-- Start of GIVEN RECORDS --
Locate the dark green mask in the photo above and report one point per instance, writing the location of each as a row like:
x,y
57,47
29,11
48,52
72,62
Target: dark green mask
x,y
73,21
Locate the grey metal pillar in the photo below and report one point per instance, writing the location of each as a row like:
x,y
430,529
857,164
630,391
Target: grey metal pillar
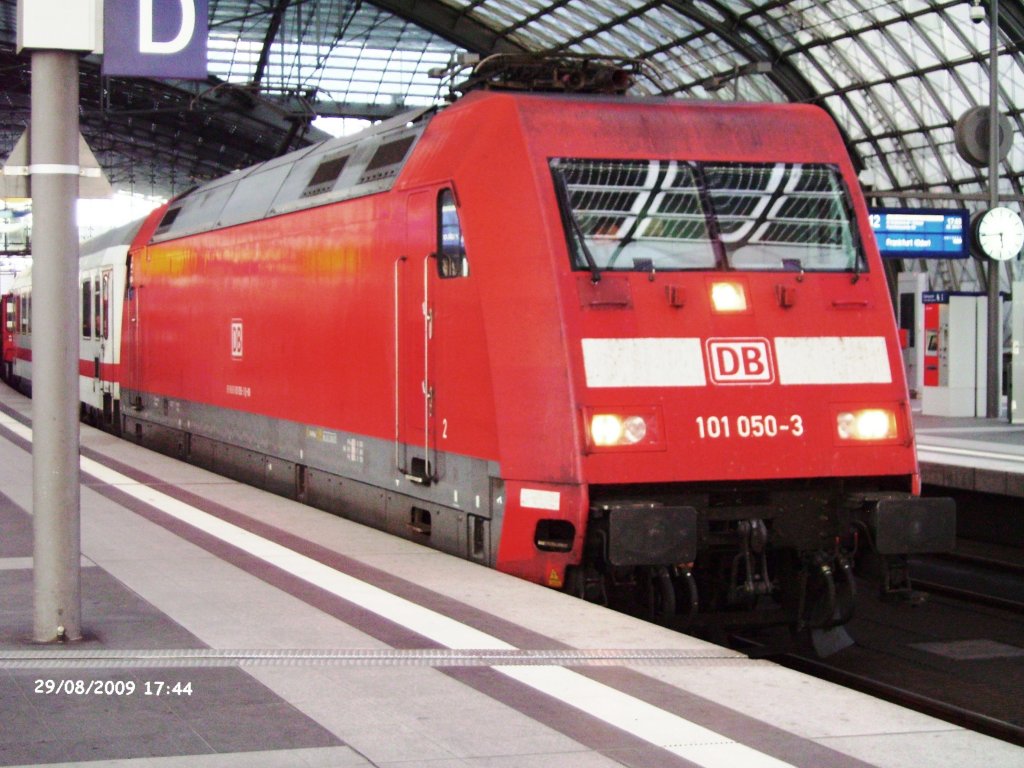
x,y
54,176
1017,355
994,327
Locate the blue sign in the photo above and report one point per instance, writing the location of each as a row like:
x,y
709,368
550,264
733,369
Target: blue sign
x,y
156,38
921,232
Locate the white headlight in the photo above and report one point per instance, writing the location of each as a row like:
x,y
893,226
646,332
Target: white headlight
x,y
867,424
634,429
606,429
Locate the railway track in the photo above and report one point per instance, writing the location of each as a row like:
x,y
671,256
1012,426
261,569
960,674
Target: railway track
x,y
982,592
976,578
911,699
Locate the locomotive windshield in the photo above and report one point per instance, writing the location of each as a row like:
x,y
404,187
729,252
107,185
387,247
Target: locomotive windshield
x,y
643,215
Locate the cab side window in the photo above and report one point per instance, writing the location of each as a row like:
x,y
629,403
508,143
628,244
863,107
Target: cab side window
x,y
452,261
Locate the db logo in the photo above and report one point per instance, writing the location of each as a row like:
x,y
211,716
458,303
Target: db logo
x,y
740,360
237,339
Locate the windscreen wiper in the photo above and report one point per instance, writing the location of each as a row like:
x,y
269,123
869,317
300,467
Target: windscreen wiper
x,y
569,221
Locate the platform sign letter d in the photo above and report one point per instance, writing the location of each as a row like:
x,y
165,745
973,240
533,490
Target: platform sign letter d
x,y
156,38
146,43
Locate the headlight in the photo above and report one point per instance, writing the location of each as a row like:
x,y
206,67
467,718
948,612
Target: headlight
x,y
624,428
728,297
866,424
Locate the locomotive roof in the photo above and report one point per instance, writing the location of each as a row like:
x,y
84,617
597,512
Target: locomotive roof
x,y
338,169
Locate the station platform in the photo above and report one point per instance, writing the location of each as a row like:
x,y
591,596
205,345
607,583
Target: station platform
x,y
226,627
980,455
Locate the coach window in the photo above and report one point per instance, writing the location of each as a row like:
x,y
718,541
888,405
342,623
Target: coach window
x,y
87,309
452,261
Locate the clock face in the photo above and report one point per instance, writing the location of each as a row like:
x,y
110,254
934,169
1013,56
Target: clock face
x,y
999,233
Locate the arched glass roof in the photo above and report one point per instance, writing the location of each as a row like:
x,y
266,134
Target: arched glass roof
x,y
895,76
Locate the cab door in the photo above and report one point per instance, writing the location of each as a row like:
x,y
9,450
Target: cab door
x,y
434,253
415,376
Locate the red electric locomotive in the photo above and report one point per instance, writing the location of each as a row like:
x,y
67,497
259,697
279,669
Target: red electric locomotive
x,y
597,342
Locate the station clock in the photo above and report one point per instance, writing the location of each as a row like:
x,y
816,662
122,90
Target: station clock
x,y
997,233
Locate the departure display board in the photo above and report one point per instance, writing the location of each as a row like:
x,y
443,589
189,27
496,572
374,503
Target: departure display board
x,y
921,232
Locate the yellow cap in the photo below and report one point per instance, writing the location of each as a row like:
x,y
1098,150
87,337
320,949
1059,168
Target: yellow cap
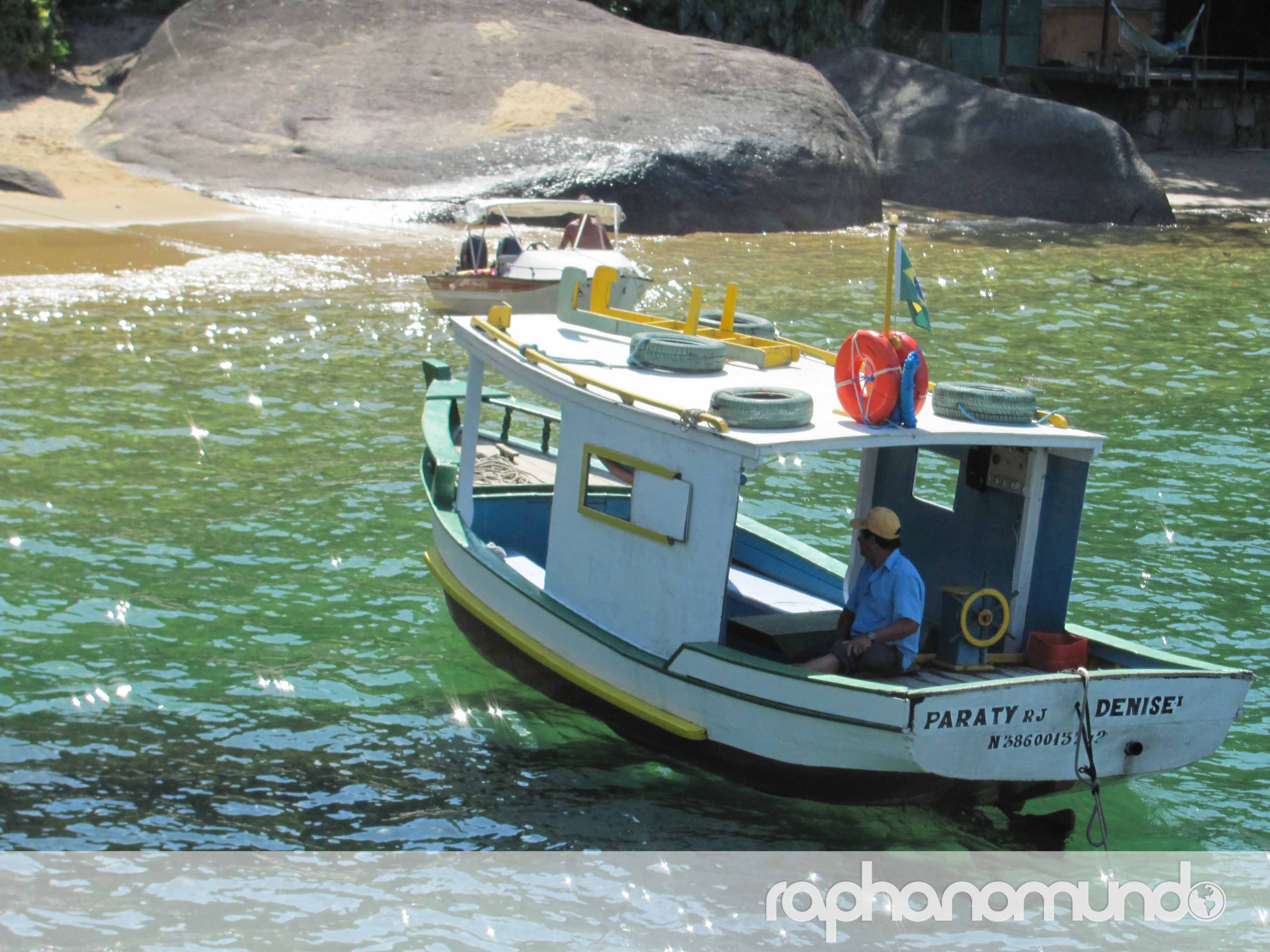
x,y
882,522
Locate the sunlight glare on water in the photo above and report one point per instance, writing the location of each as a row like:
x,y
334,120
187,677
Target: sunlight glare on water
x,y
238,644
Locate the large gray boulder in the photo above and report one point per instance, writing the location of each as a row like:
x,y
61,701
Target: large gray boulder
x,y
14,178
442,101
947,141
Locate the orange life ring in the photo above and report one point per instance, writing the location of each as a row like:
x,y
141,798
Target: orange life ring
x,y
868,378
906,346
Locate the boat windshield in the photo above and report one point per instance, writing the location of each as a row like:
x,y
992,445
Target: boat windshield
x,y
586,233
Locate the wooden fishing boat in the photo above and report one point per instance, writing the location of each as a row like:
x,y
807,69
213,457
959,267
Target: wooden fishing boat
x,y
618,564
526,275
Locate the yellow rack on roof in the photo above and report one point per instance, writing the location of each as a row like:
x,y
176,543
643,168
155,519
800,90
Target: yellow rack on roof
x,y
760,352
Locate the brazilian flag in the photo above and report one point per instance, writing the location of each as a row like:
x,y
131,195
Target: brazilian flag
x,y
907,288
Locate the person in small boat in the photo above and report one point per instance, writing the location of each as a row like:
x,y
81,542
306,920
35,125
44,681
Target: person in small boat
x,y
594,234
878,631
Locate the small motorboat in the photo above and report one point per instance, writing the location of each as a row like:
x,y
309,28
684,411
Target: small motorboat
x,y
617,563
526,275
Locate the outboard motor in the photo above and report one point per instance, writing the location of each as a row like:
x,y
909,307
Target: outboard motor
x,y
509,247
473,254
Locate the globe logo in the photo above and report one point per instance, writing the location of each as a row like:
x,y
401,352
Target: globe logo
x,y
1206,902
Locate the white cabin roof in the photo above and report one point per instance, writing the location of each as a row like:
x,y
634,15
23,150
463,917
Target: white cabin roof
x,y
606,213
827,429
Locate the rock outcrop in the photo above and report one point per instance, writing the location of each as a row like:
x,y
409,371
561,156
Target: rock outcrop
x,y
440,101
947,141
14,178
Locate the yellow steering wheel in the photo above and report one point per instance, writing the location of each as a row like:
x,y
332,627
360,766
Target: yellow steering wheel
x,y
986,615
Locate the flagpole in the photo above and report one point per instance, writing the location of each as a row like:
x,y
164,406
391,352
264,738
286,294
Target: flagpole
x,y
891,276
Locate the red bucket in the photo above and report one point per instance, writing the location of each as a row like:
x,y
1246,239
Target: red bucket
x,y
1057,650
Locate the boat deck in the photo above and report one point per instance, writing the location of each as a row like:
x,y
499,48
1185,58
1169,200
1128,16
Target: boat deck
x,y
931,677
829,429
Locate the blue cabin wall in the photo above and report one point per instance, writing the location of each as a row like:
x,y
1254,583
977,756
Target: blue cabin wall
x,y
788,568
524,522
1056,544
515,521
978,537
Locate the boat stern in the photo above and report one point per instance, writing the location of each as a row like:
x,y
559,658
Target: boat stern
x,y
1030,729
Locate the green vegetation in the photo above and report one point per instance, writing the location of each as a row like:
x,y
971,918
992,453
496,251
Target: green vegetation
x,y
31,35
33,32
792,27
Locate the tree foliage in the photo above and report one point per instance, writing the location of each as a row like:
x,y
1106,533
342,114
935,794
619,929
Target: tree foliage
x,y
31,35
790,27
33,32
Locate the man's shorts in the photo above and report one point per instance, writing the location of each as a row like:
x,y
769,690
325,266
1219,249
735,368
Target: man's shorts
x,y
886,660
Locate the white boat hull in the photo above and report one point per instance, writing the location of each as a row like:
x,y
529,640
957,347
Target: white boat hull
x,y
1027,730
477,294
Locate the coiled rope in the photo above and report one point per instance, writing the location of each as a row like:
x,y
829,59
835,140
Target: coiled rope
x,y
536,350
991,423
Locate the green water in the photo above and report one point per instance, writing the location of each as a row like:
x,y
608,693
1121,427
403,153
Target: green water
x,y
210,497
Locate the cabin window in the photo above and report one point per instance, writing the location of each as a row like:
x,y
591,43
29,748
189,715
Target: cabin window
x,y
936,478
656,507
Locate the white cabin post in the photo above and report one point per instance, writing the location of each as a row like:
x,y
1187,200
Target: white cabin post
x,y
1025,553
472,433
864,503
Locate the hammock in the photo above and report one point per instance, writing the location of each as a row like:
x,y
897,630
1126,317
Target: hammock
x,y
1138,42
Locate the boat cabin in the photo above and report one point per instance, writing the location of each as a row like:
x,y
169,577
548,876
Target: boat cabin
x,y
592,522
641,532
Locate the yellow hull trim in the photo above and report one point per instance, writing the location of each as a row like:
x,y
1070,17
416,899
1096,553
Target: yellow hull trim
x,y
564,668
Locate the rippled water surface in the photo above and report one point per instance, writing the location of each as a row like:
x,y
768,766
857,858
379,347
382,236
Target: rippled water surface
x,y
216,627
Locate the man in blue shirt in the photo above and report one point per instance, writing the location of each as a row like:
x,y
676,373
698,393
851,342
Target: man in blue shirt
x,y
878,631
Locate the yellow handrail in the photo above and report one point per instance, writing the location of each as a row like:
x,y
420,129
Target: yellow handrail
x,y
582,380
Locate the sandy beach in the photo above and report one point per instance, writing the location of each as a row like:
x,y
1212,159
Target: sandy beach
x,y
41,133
-- End of GIVEN RECORDS --
DIRECTIONS FOR THIS TASK —
Could you turn everything from the line containing "Locate the yellow handrail" down to the end of the records into a JSON list of strings, one string per line, with blank lines left out?

EXPECTED ANSWER —
[
  "Locate the yellow handrail in the photo above and report one point per instance, writing the location of each as a row like:",
  "x,y",
  "420,129",
  "Target: yellow handrail",
  "x,y",
  "582,380",
  "Locate the sandy beach in the photo above and report one point per instance, writing the location of each as a row like:",
  "x,y",
  "1212,159",
  "Target: sandy beach",
  "x,y",
  "41,133"
]